**EXERCISE DESCRIPTION**
Pictures are to be left out; every line from the one with "Find the eyebrow" through the end of the data must be transcribed exactly.

□ □ □

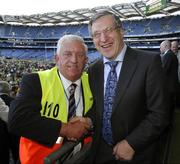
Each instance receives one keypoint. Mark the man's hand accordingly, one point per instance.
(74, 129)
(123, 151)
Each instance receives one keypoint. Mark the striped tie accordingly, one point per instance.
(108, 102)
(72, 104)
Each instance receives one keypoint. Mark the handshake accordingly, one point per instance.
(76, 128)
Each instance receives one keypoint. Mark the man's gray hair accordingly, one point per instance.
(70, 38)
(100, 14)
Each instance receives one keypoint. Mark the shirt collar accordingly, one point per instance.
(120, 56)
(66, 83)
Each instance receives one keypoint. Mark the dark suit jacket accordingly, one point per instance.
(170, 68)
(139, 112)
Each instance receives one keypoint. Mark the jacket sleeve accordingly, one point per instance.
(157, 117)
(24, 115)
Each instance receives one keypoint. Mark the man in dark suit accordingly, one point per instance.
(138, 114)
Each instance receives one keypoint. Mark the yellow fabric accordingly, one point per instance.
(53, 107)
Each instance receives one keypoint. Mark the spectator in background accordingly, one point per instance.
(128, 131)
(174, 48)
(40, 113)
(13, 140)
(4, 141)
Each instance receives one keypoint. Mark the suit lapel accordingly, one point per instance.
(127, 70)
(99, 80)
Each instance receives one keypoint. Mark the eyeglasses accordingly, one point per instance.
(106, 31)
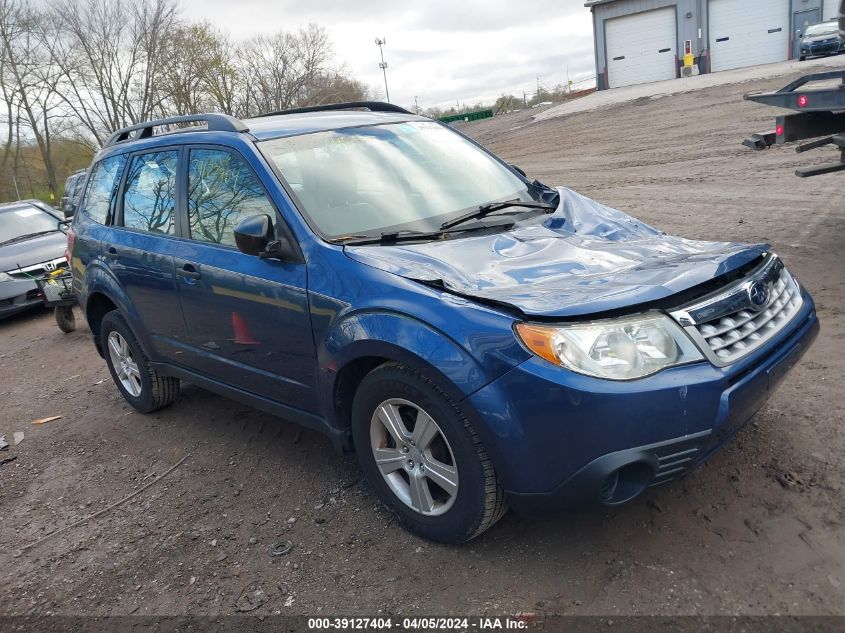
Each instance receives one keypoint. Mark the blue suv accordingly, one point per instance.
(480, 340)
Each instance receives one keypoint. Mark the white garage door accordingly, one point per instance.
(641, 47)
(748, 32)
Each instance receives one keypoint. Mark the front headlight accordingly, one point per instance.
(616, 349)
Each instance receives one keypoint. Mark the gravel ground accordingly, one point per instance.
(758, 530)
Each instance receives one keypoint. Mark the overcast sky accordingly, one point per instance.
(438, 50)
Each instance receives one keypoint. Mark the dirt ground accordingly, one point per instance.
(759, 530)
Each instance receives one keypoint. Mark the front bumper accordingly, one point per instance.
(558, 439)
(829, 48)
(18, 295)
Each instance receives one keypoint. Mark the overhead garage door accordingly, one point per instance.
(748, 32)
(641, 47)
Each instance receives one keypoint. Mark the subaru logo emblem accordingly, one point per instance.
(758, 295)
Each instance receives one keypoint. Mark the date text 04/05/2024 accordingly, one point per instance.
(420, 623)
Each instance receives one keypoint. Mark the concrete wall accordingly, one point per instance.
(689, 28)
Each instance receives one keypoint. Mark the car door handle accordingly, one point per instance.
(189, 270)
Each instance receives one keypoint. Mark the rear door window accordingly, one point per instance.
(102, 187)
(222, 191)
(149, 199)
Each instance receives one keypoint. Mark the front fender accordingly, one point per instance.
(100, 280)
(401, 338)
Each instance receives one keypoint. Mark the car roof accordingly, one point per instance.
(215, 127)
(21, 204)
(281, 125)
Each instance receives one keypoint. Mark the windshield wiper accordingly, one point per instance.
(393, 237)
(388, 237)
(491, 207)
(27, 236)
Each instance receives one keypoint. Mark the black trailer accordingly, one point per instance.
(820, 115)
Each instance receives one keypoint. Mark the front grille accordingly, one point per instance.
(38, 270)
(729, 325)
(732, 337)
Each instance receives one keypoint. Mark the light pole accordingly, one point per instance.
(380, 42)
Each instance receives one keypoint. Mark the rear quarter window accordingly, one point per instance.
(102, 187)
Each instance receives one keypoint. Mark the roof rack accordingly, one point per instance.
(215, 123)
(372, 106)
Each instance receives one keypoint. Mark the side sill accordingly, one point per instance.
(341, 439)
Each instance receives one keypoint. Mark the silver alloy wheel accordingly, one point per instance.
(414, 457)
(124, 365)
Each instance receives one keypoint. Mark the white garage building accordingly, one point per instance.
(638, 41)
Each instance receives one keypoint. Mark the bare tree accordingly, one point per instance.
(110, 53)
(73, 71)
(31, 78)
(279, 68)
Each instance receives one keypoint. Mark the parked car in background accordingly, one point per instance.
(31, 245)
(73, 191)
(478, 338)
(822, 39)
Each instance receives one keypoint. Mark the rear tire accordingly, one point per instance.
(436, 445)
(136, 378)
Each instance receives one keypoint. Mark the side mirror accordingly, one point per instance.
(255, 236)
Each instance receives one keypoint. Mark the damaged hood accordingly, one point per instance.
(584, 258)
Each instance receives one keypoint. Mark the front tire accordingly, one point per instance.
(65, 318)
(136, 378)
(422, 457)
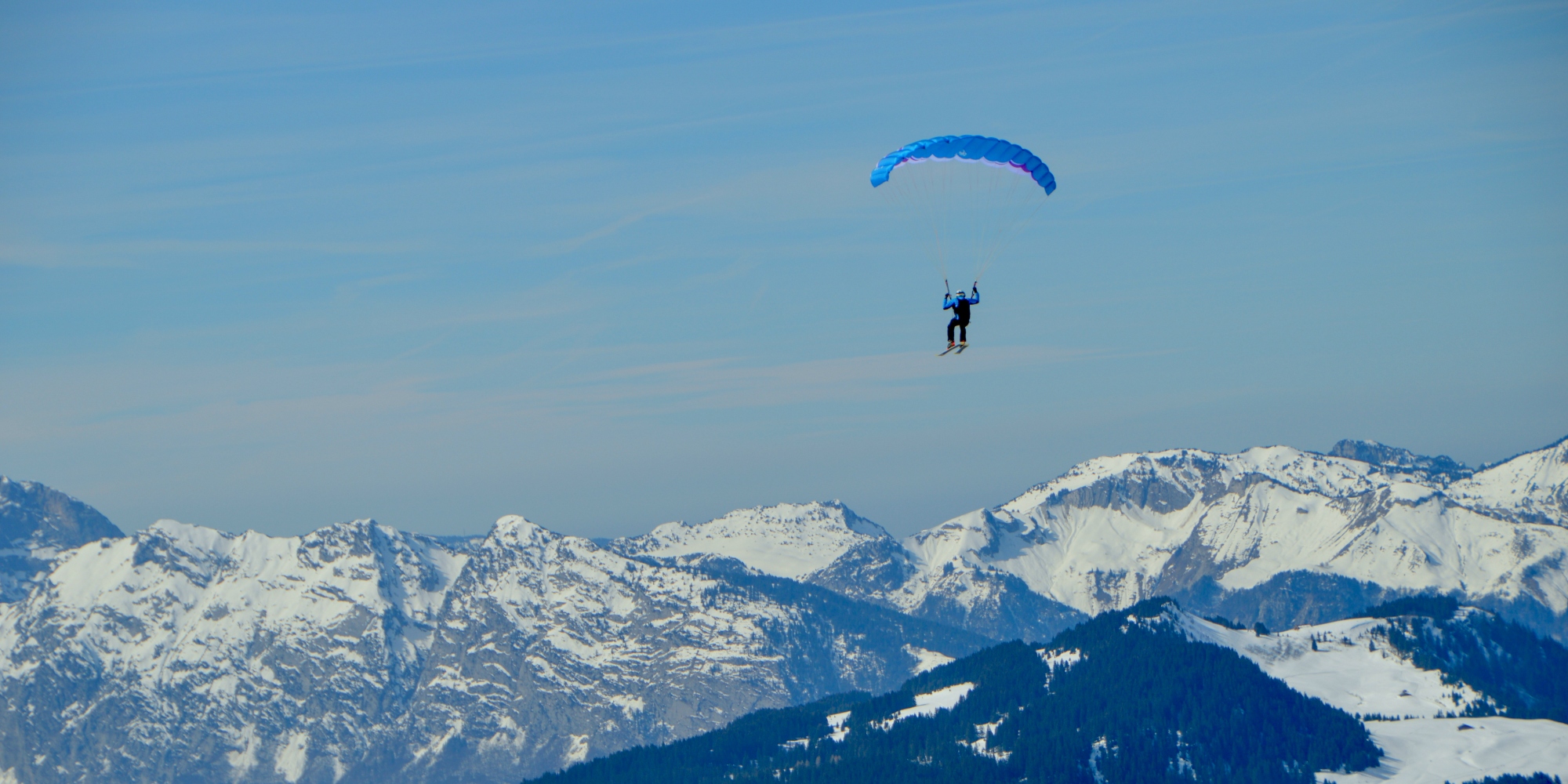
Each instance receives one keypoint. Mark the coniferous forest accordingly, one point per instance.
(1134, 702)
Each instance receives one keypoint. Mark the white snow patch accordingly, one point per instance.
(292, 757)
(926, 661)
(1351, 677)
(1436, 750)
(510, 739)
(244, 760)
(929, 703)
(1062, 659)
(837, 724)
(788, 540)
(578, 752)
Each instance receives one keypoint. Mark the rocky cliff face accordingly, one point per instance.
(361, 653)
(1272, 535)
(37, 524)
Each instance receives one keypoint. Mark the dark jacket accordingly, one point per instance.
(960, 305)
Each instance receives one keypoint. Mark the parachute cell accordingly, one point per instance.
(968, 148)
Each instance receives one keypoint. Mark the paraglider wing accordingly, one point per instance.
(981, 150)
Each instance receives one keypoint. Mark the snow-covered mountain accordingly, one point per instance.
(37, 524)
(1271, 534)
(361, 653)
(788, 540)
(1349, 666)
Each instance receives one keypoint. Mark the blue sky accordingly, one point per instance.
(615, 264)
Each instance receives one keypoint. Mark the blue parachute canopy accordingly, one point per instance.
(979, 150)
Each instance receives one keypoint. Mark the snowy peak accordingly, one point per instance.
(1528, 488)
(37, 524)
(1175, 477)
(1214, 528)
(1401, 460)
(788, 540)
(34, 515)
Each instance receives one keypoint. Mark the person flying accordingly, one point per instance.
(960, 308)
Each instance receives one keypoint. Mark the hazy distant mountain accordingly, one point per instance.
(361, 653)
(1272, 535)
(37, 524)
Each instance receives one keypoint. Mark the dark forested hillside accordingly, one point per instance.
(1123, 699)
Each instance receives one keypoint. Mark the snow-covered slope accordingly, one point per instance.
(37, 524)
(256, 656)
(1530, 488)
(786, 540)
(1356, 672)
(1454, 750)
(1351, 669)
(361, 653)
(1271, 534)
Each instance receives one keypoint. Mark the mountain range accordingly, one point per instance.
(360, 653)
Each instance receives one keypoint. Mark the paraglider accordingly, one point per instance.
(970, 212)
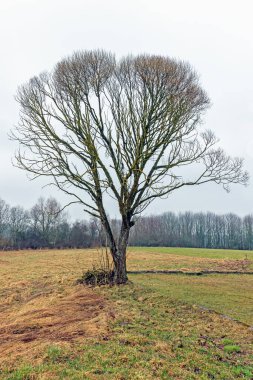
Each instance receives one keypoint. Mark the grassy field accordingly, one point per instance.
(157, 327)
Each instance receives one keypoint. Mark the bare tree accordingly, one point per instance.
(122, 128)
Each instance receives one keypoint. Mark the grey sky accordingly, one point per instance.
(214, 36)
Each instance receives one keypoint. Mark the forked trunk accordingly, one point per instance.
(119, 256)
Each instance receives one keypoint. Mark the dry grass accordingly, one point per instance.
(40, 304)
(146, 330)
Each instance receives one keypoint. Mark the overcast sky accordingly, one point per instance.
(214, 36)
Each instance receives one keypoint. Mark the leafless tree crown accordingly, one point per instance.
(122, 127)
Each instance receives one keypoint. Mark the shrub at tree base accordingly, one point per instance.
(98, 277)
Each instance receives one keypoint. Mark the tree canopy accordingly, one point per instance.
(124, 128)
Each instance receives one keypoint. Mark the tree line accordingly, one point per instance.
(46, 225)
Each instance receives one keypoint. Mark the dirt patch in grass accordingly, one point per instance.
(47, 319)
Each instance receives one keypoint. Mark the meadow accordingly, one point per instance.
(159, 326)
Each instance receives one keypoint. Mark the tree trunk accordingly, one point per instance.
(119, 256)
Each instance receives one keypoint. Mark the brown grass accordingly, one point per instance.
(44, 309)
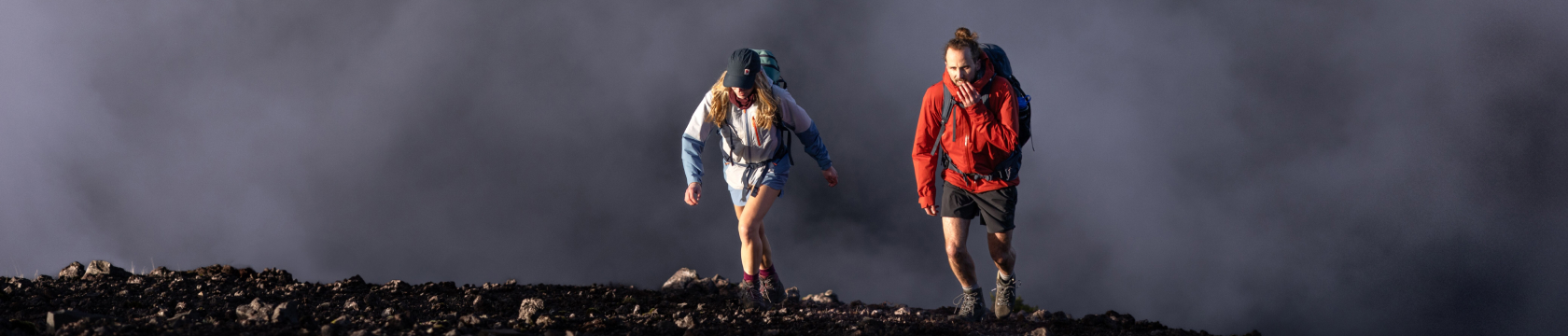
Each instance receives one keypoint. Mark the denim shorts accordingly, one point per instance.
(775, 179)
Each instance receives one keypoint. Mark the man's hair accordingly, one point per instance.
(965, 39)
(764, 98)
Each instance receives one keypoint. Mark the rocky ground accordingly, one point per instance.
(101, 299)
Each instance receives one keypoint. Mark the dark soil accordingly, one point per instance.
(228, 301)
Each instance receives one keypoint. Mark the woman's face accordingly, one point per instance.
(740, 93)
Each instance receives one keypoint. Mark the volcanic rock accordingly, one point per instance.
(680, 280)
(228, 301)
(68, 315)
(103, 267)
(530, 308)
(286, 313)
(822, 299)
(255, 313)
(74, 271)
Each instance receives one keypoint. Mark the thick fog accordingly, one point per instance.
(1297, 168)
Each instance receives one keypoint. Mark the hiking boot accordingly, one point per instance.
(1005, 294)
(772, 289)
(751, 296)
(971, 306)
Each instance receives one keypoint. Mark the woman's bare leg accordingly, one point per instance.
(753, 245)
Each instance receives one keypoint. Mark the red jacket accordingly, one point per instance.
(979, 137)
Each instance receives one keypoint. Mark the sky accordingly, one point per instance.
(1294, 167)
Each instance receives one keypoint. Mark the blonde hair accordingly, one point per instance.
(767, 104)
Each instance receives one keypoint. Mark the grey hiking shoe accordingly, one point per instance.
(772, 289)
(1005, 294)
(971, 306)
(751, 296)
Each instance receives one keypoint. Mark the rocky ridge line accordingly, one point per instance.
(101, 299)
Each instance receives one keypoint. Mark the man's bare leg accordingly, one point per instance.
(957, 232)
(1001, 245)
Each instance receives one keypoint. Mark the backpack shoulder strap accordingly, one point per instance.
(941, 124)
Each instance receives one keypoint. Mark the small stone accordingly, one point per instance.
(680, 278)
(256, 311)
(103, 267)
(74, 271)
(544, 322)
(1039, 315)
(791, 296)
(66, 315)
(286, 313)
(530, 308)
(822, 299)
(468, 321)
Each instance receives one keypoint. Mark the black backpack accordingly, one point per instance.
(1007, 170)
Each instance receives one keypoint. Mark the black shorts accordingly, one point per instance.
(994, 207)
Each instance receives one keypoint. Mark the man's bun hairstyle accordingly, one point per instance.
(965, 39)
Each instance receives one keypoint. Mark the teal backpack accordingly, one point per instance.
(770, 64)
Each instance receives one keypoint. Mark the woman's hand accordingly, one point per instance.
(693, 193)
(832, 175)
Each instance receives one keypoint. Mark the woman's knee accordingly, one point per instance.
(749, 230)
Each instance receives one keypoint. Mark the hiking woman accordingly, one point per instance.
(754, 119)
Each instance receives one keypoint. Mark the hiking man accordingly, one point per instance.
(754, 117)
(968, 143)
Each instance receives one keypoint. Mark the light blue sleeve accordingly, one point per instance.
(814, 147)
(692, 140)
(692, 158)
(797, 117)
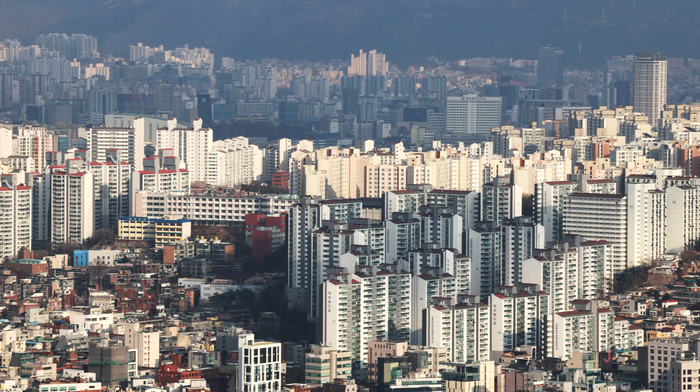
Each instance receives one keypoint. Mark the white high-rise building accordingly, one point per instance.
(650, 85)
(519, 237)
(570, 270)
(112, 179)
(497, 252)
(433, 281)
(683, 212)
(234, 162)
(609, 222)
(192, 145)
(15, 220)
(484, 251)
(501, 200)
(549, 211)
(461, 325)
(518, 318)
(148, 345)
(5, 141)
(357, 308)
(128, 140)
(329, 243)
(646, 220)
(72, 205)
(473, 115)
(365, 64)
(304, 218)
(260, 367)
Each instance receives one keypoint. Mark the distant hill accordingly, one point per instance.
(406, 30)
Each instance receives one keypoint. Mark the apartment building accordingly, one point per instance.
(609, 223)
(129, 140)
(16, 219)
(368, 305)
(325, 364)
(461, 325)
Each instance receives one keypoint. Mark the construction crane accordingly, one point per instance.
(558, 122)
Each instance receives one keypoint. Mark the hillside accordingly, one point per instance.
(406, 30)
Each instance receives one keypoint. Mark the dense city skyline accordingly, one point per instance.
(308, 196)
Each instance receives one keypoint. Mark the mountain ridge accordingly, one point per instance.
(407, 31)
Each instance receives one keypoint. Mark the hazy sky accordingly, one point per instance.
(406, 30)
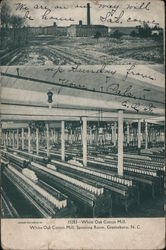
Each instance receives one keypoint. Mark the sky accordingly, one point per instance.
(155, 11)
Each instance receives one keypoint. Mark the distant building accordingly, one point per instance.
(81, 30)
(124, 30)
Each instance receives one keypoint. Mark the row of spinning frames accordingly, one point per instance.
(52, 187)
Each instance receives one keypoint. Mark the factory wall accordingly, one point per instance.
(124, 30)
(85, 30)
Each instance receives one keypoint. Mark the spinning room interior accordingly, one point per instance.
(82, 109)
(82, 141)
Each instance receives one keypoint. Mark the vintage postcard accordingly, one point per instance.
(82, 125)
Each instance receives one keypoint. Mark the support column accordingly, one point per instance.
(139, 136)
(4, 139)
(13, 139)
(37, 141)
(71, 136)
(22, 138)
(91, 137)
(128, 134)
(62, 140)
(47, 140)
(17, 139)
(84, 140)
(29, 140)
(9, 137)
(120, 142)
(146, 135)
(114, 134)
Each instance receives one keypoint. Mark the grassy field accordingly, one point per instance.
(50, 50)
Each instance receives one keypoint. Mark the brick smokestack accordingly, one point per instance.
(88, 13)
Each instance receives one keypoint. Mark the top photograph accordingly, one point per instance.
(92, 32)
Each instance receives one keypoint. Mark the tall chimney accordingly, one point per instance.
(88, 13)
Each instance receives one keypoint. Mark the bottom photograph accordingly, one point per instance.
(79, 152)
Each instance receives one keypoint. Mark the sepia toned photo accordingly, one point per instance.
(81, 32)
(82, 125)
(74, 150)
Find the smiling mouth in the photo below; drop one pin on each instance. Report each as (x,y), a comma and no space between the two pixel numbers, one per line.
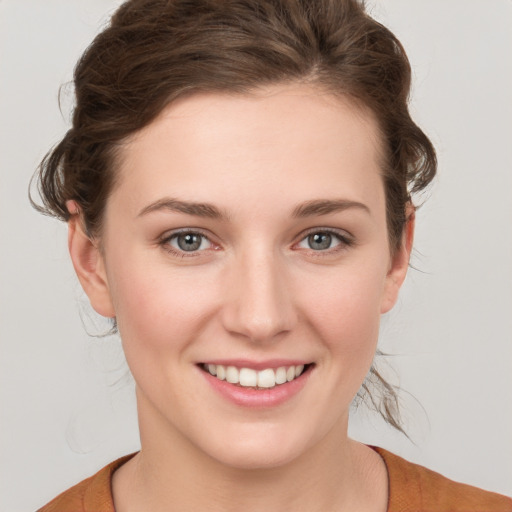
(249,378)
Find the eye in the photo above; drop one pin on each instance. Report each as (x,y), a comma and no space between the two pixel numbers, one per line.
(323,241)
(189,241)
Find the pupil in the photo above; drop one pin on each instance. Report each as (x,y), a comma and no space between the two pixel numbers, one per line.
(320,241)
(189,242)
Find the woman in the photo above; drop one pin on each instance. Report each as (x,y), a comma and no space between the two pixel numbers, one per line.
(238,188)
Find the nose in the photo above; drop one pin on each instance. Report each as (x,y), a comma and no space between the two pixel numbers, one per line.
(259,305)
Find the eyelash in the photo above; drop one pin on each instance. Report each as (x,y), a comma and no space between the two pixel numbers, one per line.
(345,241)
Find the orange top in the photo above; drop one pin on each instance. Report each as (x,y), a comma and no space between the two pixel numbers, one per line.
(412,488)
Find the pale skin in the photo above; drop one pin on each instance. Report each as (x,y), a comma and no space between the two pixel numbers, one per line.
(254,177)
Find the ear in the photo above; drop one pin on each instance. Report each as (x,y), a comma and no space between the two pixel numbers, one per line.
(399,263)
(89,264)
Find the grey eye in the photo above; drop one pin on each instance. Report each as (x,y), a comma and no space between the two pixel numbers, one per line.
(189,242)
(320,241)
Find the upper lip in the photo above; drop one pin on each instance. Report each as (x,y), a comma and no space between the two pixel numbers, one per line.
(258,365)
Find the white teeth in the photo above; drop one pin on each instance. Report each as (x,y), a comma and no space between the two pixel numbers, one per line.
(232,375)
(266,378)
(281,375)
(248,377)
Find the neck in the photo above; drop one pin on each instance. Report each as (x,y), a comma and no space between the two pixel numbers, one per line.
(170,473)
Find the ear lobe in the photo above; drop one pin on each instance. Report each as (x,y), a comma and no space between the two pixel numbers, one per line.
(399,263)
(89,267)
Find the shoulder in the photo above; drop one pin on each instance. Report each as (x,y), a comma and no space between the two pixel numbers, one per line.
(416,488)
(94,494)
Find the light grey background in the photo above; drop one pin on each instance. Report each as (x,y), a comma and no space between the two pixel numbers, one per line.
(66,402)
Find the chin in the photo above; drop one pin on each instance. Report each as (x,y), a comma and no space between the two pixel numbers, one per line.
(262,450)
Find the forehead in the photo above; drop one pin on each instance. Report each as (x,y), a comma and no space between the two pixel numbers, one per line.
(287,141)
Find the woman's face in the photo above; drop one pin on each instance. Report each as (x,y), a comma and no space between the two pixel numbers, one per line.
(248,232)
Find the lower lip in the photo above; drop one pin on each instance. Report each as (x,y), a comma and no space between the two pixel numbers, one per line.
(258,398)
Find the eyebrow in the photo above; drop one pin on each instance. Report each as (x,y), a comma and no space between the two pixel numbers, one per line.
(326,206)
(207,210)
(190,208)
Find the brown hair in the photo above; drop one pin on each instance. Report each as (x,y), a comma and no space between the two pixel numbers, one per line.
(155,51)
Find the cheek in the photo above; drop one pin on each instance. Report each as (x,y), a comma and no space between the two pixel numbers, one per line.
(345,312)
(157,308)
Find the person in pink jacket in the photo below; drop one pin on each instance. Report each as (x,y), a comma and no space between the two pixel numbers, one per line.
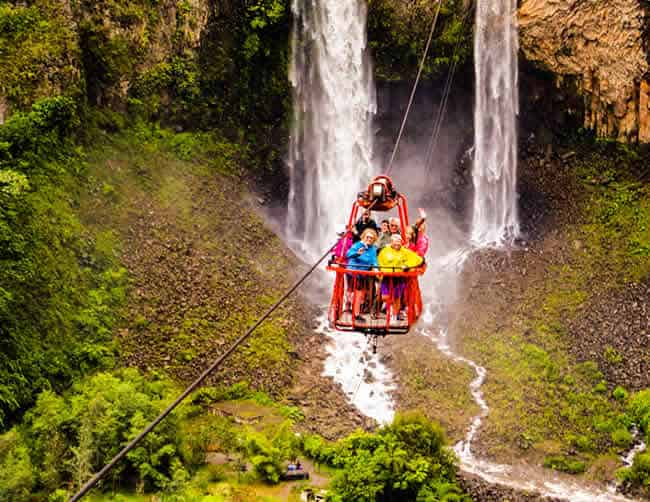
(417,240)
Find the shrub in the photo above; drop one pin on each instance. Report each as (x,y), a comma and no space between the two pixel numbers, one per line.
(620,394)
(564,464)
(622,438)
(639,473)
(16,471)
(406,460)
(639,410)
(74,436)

□ □ □

**TASK ANSWER**
Find the eyebrow in the photo above; drop one pin on each instance. Report each as (x,y), a comma and no space between the two pixel numbers, one per line.
(326,206)
(207,210)
(190,208)
Find the brown hair in the photo above; drop one pin on each instance. Report each as (x,y), a comma and no space between the two pixel numbers, one per line.
(155,51)
Find the cheek in the photo above; drop one pin on each instance. Report each as (x,y), a comma and no space between the two pixel numbers, one per line.
(345,312)
(157,308)
Find the person in pink jacket in the photo below; drop one pin on each instance. Report each as (x,y), a comma and no space between the two pixel numbers, one per line.
(417,240)
Find the shrub in the photo above; drop one pin on each instance. Report each as (x,y), a comma and no space between the two pixel numbers, one per line.
(620,394)
(564,464)
(622,438)
(639,473)
(16,471)
(406,460)
(639,410)
(74,436)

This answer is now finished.